Records from a dataset:
──────

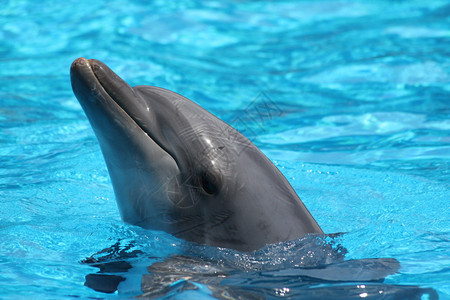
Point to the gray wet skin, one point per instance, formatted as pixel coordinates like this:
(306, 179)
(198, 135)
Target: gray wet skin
(175, 167)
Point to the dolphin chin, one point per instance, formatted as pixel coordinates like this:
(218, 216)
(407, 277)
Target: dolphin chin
(175, 167)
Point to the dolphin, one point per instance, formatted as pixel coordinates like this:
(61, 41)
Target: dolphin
(177, 168)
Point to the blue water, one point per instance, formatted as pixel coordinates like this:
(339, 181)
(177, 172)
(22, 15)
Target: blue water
(361, 127)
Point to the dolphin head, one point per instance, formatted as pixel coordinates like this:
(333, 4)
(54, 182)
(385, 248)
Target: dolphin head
(175, 167)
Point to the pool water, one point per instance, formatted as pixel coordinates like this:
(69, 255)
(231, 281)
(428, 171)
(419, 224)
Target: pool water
(359, 93)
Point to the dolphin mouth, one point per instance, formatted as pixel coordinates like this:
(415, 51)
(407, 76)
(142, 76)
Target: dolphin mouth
(93, 80)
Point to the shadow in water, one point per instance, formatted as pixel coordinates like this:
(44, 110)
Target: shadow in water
(309, 268)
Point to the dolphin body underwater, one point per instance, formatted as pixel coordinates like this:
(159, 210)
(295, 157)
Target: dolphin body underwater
(177, 168)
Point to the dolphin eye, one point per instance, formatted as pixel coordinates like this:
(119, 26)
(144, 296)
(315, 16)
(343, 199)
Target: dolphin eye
(209, 183)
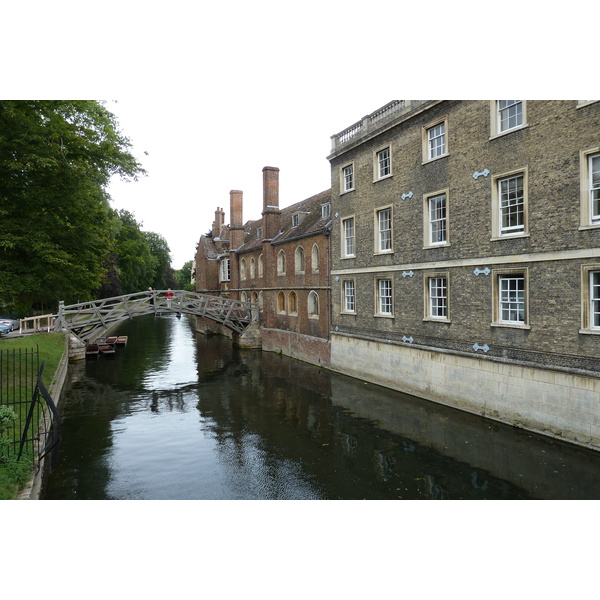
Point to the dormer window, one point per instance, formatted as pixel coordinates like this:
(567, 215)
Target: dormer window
(298, 217)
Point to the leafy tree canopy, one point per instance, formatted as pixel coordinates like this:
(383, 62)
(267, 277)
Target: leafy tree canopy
(56, 226)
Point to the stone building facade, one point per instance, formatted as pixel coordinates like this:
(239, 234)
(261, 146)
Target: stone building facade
(281, 263)
(466, 257)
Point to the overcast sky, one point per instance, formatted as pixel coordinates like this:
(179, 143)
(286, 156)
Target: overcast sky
(214, 93)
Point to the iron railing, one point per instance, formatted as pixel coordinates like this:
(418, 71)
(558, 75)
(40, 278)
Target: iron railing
(36, 429)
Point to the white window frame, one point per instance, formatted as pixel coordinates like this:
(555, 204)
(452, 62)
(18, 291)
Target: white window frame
(349, 296)
(429, 233)
(281, 262)
(499, 197)
(384, 233)
(590, 299)
(587, 217)
(437, 297)
(300, 260)
(346, 253)
(504, 299)
(315, 257)
(225, 270)
(435, 151)
(384, 288)
(496, 114)
(382, 163)
(347, 178)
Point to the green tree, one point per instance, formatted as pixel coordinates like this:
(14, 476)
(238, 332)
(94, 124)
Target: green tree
(56, 160)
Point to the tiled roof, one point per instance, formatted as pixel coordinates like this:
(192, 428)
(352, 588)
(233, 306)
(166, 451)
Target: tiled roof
(312, 222)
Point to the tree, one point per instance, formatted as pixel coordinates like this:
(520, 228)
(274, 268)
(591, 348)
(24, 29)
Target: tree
(56, 159)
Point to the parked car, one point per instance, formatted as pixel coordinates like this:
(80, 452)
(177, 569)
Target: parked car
(12, 323)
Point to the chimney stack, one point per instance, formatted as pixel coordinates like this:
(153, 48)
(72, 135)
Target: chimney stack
(271, 213)
(218, 222)
(236, 225)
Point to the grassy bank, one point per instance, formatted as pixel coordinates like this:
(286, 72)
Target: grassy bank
(13, 475)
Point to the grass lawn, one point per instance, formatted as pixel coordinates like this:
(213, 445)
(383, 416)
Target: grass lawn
(13, 475)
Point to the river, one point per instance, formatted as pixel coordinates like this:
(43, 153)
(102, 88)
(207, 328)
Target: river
(177, 415)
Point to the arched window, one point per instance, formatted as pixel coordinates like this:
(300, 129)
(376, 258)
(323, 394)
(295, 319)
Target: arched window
(315, 258)
(281, 263)
(293, 304)
(313, 304)
(299, 259)
(281, 302)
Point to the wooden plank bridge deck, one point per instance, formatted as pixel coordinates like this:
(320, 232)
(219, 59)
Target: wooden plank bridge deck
(87, 319)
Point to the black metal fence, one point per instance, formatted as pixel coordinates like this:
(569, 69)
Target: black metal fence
(34, 425)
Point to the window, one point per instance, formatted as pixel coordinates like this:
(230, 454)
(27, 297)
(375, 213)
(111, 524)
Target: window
(594, 299)
(281, 302)
(510, 114)
(510, 193)
(510, 298)
(437, 297)
(507, 115)
(293, 304)
(348, 237)
(590, 299)
(224, 275)
(315, 259)
(347, 178)
(436, 215)
(509, 196)
(383, 163)
(384, 230)
(313, 304)
(435, 141)
(384, 297)
(299, 255)
(349, 300)
(281, 263)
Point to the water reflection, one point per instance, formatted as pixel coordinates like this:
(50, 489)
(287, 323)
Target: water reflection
(179, 416)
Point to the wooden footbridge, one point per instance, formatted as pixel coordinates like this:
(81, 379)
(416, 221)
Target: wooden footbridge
(87, 320)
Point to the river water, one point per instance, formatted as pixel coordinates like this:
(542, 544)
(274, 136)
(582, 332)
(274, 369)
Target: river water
(176, 415)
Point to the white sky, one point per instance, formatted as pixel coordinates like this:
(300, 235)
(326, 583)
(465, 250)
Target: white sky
(215, 93)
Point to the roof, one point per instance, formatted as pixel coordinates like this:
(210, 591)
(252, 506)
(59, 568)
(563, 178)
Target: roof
(311, 223)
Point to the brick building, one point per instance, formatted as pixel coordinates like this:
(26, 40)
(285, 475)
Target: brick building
(280, 262)
(466, 257)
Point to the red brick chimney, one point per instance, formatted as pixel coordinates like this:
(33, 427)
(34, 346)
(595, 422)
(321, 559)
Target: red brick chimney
(271, 213)
(218, 222)
(236, 225)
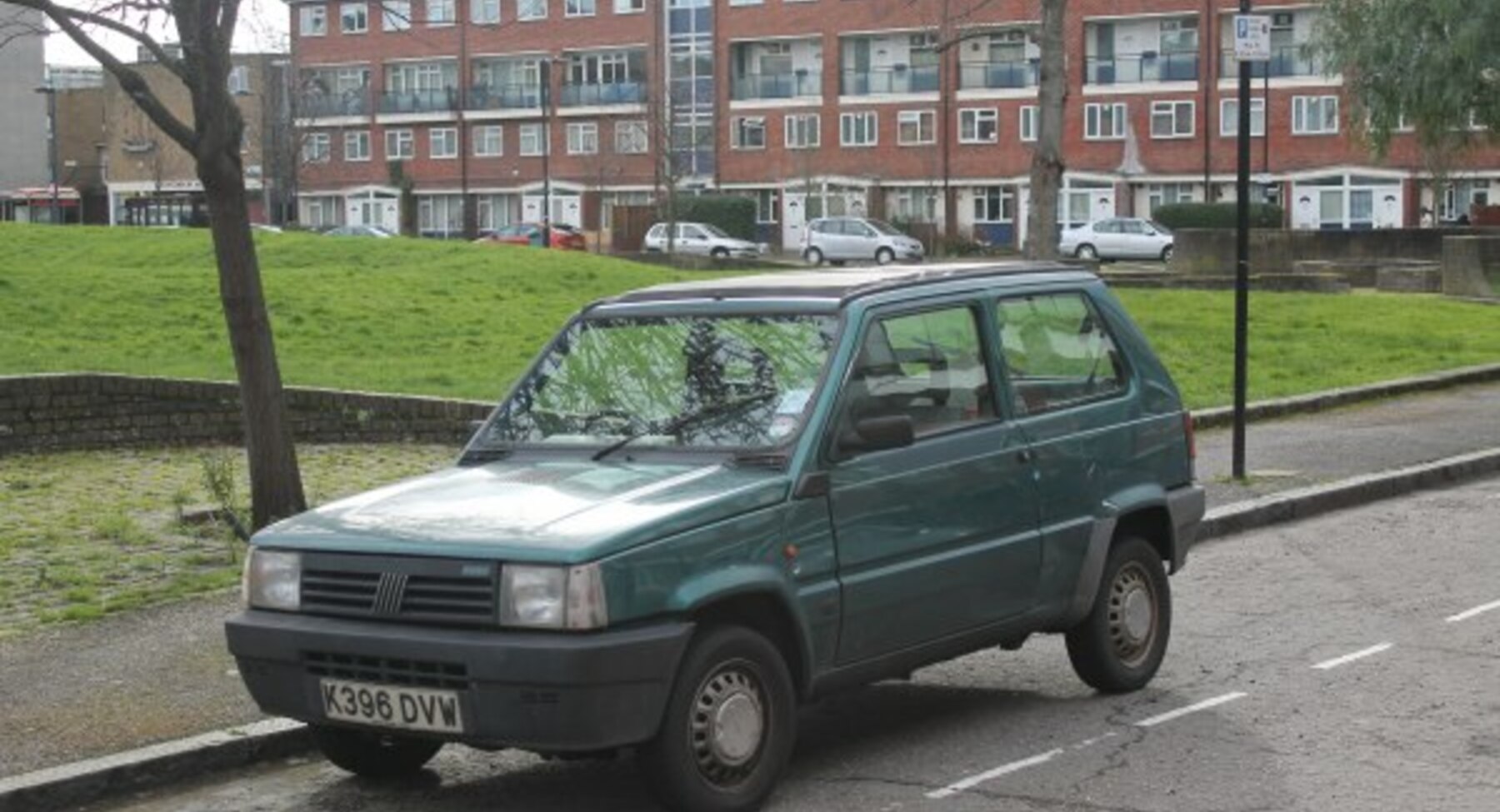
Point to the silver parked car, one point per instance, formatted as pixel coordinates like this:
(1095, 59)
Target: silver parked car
(843, 238)
(1118, 238)
(701, 238)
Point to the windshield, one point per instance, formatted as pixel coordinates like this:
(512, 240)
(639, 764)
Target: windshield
(680, 382)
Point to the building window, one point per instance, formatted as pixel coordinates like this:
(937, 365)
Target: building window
(630, 138)
(442, 12)
(442, 141)
(489, 140)
(317, 148)
(354, 18)
(532, 140)
(748, 132)
(485, 12)
(399, 146)
(802, 131)
(532, 9)
(582, 138)
(1229, 117)
(1314, 116)
(395, 15)
(1173, 119)
(1104, 122)
(858, 129)
(978, 127)
(915, 127)
(312, 20)
(358, 146)
(1028, 125)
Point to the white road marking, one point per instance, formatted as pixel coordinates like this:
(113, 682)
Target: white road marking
(1002, 770)
(1181, 712)
(1346, 660)
(1466, 615)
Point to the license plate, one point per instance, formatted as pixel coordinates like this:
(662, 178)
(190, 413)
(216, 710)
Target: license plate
(390, 706)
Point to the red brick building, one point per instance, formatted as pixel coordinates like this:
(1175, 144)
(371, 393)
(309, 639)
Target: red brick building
(810, 107)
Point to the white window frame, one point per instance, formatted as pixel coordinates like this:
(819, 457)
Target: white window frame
(1094, 116)
(797, 125)
(917, 117)
(1172, 108)
(1229, 117)
(974, 117)
(864, 122)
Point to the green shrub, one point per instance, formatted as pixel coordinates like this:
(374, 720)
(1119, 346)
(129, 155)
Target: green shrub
(1218, 216)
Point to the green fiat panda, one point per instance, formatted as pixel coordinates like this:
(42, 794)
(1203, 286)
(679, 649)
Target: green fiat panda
(710, 502)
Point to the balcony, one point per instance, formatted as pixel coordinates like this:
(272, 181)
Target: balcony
(419, 101)
(998, 75)
(1142, 67)
(1289, 60)
(778, 86)
(603, 93)
(890, 82)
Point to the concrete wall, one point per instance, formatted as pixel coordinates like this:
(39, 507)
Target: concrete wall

──────

◆ TASK PROMPT
Reproduce, word for word, every line starting at the line that contains "Point to the green shrub, one" and ending with the final line of the entries.

◆ COMPLETED EXERCISE
Point to the green shrub, one point per instance, formatted as pixel coordinates like this:
(374, 720)
(1119, 346)
(129, 155)
Target: green shrub
(1218, 216)
Point to the green fiat panda, one point per instance, formatted as pixel coordinates like this:
(42, 794)
(1203, 286)
(679, 649)
Target: green fiat panda
(710, 502)
Point to the balcony, one point per instance, formatted as pixel coordinates like this:
(272, 181)
Target: balcony
(419, 101)
(998, 75)
(1142, 67)
(1289, 60)
(778, 86)
(603, 93)
(890, 82)
Point to the concrete wall, one point per instance, formatted as pixel coordinates like this:
(39, 507)
Target: concrete wall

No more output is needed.